A pergunta vem do Rio de Janeiro: para se referir ao ato de vangloriar-se, o leitor Werner E. utilizou espontaneamente o vocábulo vangloreio. Em seguida - não conheço os detalhes do seu caso, mas sei muito bem como funciona comigo - alguém (ou seu próprio anjo da guarda) instilou-lhe a tortura da dúvida: é moeda corrente, ou estou imprimindo dinheiro falso? Não encontrou o termo no dicionário, mas, muito sabiamente, não encerrou aí a sua busca, porque há muito compreendeu que nossa língua é muito maior que o dicionário, o qual, aliás, jamais teve a pretensão de ser completo. Daí sua consulta a esta coluna: "A palavra existe, ou estou inventando moda?".
Bem, prezado leitor, se eu fosse obstetra, teria de informar ao pai da criança que ela nasceu com um pequeno defeito (o jargão político diria que ela tem "um vício de origem"): só os verbos que terminam em –ear trazem no seu DNA a possibilidade de gerar substantivos derivados com sufixo –eio. Por isso temos, dentre muitos, exemplos, custeio, floreio, bombardeio e bloqueio, filhos de custear, florear, bombardear e bloquear, respectivamente. Como vemos, vangloriar não preenche este requisito genético indispensável.
No entanto, um bom médico acrescentaria: "O defeito é pequeno e nada impede que a criança cresça saudável". Mestre Luft sempre ensinou que uma palavra mal formada pode "pegar" - e depois que pega, ninguém mais faz despegar. Um excelente exemplo é o sempre citado caso de vestibulando. O sufixo -ando é acrescentado a verbos da 1ª conjugação para formar um novo termo com o significado adicional de "aquele que vai". O formando é o que vai se formar, o alimentando é o que vai ser alimentado, o doutorando é o que vai se doutorar, e assim por diante. Ora, para entrar na Universidade prestamos um exame de entrada, um exame vestibular (adjetivo que obviamente vem de vestíbulo). Por causa da terminação, no entanto, os falantes atribuíram erroneamente a esse adjetivo o status de verbo e bingo! Nasceu vestibulando, que obviamente não é "o que vai se "vestibular". E daí? Quem vai impugnar um vocábulo que só no meu Google passa de meio milhão de ocorrências?

— O que fazer —
1. De acordo com a coluna sobre vangloreio, de que palavra vem o adjetivo vestibular?
2. Traduza para o inglês esta frase da coluna sobre vangloreio: "Como vemos, vangloriar não preenche este requisito genético indispensável."

(Entradas salvas)
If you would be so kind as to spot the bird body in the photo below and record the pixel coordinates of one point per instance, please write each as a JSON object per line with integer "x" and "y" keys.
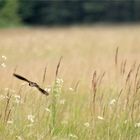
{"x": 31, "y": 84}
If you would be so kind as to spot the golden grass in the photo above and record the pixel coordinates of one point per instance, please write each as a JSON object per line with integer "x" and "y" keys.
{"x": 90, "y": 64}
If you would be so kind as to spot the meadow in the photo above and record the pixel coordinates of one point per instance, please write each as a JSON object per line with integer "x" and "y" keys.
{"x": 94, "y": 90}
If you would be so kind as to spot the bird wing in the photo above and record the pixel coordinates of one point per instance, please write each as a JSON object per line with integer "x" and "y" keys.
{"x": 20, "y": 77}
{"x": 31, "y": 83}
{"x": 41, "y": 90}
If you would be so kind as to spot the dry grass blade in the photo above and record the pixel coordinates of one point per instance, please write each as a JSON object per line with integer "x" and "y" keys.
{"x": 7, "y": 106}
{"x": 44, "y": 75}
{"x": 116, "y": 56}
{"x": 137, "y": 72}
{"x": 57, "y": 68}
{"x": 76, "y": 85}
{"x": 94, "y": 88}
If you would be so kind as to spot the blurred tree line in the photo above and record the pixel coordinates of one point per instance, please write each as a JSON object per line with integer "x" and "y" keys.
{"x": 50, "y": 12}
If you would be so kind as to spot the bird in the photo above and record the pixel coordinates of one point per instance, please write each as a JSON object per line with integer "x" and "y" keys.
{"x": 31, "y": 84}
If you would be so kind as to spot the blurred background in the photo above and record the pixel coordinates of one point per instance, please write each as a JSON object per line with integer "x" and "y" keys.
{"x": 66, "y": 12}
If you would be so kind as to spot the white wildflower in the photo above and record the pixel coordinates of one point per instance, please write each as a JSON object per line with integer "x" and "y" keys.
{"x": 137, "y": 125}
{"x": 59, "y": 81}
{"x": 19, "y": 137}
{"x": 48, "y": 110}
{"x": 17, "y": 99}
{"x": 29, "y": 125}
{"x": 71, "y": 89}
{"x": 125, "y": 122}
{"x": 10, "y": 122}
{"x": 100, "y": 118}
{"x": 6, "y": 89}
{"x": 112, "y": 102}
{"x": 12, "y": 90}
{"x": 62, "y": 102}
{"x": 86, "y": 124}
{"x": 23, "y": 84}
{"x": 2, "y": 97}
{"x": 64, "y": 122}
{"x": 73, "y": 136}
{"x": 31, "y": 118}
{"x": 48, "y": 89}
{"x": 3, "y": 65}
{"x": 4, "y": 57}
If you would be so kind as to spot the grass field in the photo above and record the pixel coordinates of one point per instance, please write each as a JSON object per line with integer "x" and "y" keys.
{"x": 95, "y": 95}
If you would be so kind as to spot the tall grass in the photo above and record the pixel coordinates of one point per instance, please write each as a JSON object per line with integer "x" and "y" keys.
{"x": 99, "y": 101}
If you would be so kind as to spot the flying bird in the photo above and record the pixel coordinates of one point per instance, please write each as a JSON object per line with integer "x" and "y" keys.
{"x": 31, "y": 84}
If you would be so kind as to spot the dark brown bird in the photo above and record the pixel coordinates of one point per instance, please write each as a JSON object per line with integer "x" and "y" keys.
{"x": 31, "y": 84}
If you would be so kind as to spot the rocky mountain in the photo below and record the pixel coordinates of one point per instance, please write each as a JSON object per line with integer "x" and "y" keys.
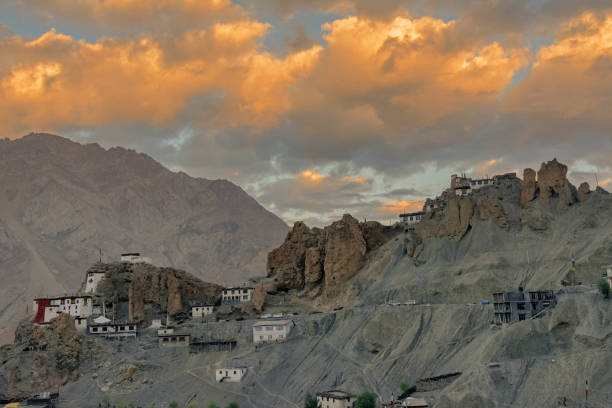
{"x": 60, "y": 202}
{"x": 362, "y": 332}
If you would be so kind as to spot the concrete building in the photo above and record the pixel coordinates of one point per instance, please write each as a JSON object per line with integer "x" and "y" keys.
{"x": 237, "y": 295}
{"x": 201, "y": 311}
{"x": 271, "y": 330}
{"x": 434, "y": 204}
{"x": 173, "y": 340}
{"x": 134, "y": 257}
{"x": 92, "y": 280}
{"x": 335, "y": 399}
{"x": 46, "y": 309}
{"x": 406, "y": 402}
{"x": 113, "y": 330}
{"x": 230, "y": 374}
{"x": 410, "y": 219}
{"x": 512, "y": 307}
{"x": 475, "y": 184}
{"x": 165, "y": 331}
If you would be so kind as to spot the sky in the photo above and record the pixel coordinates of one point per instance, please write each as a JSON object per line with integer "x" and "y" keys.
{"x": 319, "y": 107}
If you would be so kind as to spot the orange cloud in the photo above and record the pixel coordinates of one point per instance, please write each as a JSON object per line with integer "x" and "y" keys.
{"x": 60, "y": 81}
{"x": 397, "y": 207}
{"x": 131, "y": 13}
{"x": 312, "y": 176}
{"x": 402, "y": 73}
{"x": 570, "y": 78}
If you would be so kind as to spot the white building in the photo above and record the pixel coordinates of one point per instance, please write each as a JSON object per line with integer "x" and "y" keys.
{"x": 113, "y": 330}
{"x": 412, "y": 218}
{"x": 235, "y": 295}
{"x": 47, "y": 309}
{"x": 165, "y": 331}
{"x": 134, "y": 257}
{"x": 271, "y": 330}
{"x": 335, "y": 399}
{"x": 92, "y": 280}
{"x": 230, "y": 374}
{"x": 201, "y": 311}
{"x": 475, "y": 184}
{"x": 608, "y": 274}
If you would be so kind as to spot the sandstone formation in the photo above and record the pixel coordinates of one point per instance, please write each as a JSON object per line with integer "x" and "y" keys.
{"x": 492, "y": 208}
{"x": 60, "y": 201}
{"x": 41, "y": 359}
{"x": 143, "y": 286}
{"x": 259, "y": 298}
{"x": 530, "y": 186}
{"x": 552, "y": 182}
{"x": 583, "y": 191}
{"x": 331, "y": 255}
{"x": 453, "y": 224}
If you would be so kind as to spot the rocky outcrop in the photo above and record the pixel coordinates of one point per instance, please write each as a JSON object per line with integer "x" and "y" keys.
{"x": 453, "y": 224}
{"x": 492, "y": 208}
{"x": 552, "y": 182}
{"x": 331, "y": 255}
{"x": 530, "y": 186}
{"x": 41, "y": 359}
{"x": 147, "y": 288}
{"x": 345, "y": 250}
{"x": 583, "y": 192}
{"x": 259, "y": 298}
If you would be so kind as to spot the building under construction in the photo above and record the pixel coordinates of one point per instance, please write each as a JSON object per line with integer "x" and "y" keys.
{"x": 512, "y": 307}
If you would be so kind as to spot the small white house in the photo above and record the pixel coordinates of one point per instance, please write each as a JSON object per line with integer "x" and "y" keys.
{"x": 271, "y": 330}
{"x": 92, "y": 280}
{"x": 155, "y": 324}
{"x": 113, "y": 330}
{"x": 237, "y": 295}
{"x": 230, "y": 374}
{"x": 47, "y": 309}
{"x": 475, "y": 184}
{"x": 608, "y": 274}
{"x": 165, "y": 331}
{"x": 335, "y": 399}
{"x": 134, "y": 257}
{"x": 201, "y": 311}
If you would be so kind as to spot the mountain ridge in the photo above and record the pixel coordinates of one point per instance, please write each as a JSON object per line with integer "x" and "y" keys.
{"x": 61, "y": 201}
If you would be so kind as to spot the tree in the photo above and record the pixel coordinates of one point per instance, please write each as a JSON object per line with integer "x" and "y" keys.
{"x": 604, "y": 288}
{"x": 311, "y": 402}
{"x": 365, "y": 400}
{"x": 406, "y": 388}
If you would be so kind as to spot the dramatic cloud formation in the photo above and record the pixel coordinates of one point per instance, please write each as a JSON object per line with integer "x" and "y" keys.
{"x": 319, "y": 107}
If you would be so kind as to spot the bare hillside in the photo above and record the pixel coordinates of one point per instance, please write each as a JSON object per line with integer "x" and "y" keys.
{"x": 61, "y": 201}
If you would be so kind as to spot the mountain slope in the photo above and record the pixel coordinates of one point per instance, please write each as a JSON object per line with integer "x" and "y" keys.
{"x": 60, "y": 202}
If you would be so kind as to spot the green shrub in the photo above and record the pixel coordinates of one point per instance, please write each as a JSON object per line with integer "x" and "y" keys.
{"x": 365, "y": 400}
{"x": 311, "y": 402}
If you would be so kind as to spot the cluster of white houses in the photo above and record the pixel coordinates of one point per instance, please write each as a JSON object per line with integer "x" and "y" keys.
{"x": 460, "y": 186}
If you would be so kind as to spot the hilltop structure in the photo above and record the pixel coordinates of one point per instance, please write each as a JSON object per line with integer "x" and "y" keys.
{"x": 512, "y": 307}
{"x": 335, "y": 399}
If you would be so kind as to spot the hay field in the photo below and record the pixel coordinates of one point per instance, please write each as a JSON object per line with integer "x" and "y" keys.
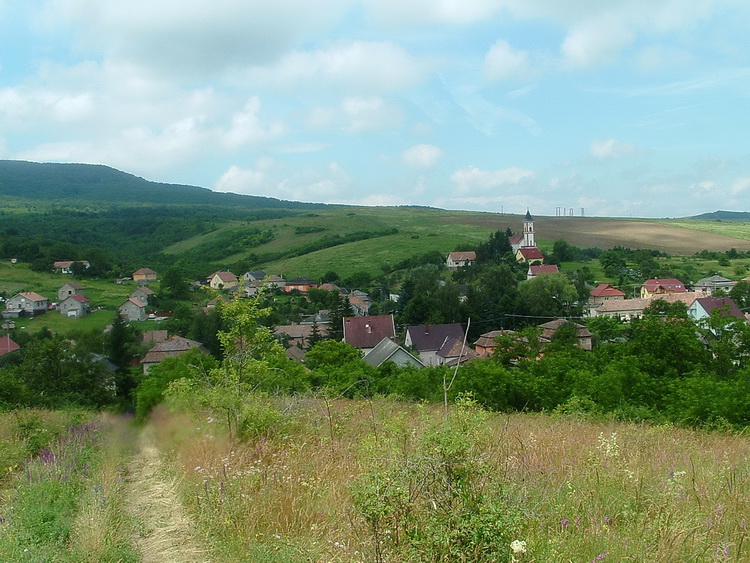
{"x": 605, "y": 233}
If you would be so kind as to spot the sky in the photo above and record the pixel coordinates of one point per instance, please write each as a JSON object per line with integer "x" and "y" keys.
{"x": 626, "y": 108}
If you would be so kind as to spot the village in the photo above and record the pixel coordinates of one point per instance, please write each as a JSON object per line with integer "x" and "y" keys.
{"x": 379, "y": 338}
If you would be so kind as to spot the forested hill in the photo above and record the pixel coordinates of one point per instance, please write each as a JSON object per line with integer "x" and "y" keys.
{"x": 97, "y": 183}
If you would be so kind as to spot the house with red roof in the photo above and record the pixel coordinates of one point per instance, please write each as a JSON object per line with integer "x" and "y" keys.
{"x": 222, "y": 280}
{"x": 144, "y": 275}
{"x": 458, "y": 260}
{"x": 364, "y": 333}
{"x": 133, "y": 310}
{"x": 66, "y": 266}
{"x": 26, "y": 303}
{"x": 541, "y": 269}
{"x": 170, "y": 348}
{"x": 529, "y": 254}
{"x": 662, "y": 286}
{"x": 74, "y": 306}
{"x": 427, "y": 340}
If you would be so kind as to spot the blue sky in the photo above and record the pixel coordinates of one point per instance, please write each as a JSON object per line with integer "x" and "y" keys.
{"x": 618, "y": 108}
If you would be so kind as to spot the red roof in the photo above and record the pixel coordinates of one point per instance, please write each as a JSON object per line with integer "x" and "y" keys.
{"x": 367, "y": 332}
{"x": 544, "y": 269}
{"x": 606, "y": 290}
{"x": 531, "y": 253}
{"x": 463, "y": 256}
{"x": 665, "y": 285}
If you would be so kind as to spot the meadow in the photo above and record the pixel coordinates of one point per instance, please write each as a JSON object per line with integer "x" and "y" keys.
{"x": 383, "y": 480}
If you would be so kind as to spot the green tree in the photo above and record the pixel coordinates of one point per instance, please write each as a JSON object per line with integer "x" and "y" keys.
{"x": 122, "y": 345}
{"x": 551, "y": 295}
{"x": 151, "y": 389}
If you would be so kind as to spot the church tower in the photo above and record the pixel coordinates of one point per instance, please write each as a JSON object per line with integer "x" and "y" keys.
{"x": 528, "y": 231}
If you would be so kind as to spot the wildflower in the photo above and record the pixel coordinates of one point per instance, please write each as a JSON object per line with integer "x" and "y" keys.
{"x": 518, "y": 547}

— Respostas —
1. De vestíbulo.

2. As we can see, vangloriar does not meet this indispensable genetic requirement.